LAS TAREAS>
**1)** Enumera los países que el texto sobre la fábrica de té cita como lugares donde siempre se ha visto a la gente cerca del suelo.
**2)** Copia del texto sobre la fábrica de té el fragmento que va entre "El responsable nos" y "en los supermercados.", ambos incluidos.

Mientras los voluntarios comemos en la mesa, Deepak, Kausila y los padres de él desayunan sobre unos bancos junto al fuego. “Se come mejor cerca del suelo. Es bueno para la digestión”, diría Kausila a los franceses en nuestro último día allí. Entonces me doy cuenta: en Nepal, en Malasia, en China, en Japón, en todos estos países, he visto siempre a la gente cerca del suelo, en cuclillas o sentados en un tatami. Tal vez tengan razón, y las sillas sean malas para la salud.
De 11:00 h a 12:00 h. Me ducho con agua fría en el cobertizo.
Ahora viene ese extraño limbo entre el desayuno y la comida durante el cual no hay nada que hacer en particular. Yo aprovecho para lavar la ropa en el jardín, en una pequeña fuente, y para ducharme con agua fría en el cobertizo junto a las cabras. Al lado de la ducha hay un inodoro de esos que son un agujero en el suelo. Para “tirar de la cadena” debemos utilizar un cubo con agua.
La australiana se tumba en la hierba a planificar su viaje a la India. Creo que está un poco loca, pero a la vez admiro su valentía y su madurez. En comparación con ella, a su edad yo estaba en pañales.
De 12:00 h a 16:00 h. Nos presentamos en una fábrica de té sin avisar.
Hemos decidido visitar una de las fábricas de té del pueblo. “Prácticamente todas las familias aquí viven del té. Cuando nosotros empezamos a recibir voluntarios para ayudarnos, a los vecinos les pareció muy interesante. Luego, con el paso del tiempo, empezó a hacerles menos gracia. Nadie tiene empleados en las plantaciones. Lo que hace la gente es ayudar cada vez a una familia a recolectar el té”, me dice Kausila.
Voy a la fábrica con las alemanas, la pareja de franceses y la australiana. Nos presentamos allí como si llamar a la puerta de una fábrica y pedir que te la enseñen fuera lo más normal del mundo -un poco como en «Charlie y la fábrica de chocolate», pero sin el ticket dorado-. Por suerte, nos reciben con amabilidad y uno de los responsables nos hace un improvisado recorrido por las diferentes salas. Vemos máquinas de origen británico que funcionan con carbón, y montañas de té de peor calidad que el que nosotros recogemos para Deepak. Aquí, al parecer, sí quieren las hojas más grandes.
El responsable nos lleva a su oficina -donde, como me señala la francesa, no hay ordenador-, y nos saca muestras de los distintos tipos de té que producen. Lo que los diferencia es su calidad, y el peor tipo es el conocido como “dust” o “polvo”. Es precisamente el té que va a parar a las bolsitas que compramos en los supermercados.
Los seis volvemos a la casa y tomamos un plato de arroz inflado con ensalada de tomate. Lavo mi plato y mis cubiertos y miro por la ventana abierta, que no tiene cristales. El jardín es frondoso y salvaje, y su belleza primitiva me calma.
De 16:00 h a 17:00 h. Mi ritual favorito: “amasar” el té.

MATERIAL MOSTRADO>
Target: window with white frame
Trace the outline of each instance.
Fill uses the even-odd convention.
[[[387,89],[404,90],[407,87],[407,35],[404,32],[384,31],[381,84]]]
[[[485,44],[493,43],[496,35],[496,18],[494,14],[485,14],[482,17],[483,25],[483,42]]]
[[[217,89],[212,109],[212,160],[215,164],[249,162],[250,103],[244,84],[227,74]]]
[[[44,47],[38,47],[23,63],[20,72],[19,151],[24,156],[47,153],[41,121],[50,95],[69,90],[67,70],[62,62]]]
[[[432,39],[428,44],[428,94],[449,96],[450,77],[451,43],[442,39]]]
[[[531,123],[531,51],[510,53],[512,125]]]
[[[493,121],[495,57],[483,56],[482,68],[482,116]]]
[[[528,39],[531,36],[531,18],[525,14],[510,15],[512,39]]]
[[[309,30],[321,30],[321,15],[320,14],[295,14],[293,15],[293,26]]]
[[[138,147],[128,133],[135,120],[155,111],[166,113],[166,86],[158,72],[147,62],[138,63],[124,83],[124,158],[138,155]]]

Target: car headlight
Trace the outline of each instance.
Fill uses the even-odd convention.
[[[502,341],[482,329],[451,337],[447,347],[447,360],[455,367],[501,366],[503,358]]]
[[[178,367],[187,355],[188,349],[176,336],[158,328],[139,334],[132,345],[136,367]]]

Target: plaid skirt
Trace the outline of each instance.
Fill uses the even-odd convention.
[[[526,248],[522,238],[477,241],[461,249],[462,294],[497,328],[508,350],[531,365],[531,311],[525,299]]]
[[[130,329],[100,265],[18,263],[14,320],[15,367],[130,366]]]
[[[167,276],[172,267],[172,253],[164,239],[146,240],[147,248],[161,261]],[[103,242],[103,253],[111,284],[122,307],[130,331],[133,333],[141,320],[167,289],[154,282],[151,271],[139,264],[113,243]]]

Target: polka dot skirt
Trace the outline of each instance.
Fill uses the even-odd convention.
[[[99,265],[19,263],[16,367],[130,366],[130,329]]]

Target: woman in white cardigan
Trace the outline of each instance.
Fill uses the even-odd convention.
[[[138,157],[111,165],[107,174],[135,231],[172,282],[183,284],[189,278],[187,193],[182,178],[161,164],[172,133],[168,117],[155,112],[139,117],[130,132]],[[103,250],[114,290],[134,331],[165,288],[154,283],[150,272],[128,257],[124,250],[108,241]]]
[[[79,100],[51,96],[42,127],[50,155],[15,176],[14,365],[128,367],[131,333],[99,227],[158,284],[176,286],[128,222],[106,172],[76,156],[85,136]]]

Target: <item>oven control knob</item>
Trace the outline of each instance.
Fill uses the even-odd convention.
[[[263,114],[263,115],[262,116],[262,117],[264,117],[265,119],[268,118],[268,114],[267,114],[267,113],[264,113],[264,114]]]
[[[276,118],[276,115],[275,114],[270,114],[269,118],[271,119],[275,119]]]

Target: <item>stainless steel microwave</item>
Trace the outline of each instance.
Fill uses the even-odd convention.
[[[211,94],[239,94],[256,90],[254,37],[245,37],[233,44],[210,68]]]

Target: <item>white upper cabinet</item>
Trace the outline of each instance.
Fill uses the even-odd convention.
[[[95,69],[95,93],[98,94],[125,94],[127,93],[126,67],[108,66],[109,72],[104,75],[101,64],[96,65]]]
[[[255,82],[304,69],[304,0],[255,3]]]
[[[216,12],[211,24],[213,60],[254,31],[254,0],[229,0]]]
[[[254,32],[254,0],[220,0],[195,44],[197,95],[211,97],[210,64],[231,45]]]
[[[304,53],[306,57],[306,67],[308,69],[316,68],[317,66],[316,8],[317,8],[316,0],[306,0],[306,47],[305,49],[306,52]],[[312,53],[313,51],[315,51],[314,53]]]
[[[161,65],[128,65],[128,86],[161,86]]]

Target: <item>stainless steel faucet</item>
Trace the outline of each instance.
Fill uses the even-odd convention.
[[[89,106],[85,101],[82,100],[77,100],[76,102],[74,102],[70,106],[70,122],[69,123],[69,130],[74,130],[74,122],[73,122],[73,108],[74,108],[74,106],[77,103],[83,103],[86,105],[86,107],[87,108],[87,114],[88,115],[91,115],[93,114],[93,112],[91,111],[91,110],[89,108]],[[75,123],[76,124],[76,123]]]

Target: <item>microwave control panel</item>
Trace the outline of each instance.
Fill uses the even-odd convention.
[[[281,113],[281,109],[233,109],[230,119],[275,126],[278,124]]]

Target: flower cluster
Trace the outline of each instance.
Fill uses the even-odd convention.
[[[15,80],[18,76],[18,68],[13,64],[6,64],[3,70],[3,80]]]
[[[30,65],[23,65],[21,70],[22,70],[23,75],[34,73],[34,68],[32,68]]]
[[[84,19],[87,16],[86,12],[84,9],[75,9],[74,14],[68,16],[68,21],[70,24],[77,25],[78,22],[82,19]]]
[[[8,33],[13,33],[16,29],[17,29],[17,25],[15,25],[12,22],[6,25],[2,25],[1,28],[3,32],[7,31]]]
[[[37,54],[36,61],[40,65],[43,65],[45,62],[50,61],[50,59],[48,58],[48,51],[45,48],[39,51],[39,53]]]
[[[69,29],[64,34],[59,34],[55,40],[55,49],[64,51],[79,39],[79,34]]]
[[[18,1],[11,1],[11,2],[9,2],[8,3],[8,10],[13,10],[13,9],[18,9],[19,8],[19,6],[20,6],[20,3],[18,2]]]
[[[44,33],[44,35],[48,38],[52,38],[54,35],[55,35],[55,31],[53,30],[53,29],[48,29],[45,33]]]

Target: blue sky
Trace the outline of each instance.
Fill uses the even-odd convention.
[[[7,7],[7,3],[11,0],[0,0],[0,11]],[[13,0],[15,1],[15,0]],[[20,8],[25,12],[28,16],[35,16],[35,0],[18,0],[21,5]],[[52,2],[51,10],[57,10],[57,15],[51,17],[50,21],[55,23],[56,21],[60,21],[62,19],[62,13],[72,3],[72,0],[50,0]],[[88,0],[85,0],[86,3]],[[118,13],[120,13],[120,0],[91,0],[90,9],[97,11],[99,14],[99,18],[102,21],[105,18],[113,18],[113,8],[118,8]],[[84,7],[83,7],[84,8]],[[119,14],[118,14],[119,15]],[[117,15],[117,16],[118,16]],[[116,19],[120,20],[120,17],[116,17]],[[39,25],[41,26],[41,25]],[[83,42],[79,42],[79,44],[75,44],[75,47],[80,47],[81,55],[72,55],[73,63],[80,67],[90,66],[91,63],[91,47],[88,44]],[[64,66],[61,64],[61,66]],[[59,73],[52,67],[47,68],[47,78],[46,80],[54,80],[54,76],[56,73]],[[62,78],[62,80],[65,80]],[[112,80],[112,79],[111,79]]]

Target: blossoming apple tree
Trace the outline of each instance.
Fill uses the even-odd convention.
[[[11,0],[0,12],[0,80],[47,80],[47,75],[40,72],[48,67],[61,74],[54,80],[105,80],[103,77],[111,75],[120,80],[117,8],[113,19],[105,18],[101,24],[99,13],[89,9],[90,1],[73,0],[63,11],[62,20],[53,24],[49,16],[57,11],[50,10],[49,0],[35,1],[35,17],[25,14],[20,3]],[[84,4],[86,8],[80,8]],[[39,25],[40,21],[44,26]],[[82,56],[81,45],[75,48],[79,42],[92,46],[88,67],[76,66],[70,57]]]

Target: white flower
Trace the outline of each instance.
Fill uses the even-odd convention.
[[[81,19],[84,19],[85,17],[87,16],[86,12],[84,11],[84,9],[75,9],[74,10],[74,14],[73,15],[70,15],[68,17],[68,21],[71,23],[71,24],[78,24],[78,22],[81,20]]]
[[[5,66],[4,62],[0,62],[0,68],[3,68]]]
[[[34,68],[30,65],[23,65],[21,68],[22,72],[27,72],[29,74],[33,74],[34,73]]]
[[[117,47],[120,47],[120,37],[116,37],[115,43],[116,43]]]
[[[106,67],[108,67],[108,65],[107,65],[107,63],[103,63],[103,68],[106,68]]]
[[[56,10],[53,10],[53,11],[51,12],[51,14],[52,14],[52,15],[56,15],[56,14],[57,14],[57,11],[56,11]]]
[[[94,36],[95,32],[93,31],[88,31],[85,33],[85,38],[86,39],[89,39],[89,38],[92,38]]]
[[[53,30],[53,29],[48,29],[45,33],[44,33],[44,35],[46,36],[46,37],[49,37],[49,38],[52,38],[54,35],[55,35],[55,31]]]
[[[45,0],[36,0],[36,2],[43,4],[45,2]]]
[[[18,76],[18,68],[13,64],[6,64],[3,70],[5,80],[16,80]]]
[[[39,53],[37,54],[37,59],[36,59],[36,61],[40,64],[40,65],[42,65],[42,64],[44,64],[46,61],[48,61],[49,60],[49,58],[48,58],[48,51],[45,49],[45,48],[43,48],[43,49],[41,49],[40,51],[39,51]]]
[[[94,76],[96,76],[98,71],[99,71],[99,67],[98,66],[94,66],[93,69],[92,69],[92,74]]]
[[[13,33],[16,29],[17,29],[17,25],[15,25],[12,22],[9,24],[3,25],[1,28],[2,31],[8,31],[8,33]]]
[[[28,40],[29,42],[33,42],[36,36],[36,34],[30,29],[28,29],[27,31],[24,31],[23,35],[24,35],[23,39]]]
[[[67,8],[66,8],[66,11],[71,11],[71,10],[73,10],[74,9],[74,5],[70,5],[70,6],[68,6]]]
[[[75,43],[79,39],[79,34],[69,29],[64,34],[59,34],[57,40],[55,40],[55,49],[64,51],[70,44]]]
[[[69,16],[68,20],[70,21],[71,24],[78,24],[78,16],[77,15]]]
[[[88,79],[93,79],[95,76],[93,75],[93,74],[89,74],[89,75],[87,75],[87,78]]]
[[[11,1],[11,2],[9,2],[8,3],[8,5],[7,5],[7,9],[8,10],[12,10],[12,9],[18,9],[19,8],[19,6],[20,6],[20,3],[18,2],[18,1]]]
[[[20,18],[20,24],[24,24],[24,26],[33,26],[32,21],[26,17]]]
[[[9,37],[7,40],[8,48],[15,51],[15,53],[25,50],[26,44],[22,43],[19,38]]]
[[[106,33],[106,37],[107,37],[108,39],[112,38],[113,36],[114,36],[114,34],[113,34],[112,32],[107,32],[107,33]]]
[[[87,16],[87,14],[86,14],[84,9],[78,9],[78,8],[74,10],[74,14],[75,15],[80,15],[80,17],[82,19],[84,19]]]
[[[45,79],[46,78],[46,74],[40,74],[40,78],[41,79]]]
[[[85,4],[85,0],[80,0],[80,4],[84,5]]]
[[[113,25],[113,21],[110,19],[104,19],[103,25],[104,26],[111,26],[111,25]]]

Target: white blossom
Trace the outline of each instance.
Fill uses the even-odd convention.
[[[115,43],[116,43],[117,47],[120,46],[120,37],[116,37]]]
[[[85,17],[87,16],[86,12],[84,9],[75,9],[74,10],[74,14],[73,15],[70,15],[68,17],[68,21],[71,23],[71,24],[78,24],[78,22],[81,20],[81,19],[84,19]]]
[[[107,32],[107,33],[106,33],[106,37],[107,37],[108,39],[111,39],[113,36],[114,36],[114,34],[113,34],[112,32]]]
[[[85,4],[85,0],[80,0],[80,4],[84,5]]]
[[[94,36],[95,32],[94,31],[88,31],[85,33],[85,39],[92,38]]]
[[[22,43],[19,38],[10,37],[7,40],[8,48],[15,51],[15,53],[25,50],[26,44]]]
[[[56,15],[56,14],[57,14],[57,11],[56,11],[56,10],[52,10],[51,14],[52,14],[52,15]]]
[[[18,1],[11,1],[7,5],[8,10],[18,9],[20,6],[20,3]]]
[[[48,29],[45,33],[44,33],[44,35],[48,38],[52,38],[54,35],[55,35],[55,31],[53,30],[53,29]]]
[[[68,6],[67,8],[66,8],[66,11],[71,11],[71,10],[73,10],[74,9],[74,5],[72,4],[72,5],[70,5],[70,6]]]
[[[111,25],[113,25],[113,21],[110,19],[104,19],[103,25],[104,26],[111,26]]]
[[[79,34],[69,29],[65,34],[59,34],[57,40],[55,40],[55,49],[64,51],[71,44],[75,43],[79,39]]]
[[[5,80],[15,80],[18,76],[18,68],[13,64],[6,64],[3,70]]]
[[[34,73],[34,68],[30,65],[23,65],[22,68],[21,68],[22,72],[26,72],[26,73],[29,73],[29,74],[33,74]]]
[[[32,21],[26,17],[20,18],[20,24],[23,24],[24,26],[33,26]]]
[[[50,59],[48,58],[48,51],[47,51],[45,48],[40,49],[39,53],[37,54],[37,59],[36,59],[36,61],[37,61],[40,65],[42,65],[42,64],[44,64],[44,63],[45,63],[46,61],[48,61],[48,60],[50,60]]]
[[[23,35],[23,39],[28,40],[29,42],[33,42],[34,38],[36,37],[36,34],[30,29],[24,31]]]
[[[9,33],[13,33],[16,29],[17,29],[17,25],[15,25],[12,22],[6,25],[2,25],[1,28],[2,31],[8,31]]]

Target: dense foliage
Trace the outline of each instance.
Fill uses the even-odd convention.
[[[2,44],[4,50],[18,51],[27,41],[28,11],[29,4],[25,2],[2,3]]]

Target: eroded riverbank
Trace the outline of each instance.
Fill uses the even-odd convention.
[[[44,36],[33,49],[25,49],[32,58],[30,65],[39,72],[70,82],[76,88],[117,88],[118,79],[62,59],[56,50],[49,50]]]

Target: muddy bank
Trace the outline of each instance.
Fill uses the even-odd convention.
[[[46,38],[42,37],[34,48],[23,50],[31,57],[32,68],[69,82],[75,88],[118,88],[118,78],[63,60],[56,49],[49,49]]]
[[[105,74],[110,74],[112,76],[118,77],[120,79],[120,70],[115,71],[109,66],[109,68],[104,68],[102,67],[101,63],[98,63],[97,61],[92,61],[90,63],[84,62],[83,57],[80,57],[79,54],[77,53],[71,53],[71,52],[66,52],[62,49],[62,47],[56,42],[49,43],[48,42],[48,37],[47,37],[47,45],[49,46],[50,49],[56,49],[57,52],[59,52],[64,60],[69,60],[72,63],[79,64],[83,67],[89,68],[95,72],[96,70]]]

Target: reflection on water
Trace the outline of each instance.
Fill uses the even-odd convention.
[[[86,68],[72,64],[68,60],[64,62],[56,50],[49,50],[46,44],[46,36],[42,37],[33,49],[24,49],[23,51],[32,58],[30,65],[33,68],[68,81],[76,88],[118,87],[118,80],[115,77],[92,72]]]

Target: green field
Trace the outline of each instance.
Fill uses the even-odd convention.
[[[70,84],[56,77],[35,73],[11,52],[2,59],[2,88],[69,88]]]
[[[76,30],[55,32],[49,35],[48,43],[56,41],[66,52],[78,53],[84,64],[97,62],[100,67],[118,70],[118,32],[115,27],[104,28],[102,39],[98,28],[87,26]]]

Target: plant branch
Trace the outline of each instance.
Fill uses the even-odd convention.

RESPUESTAS POR TAREA>
**1)** Nepal, Malasia, China y Japón.

**2)**
El responsable nos lleva a su oficina -donde, como me señala la francesa, no hay ordenador-, y nos saca muestras de los distintos tipos de té que producen. Lo que los diferencia es su calidad, y el peor tipo es el conocido como “dust” o “polvo”. Es precisamente el té que va a parar a las bolsitas que compramos en los supermercados.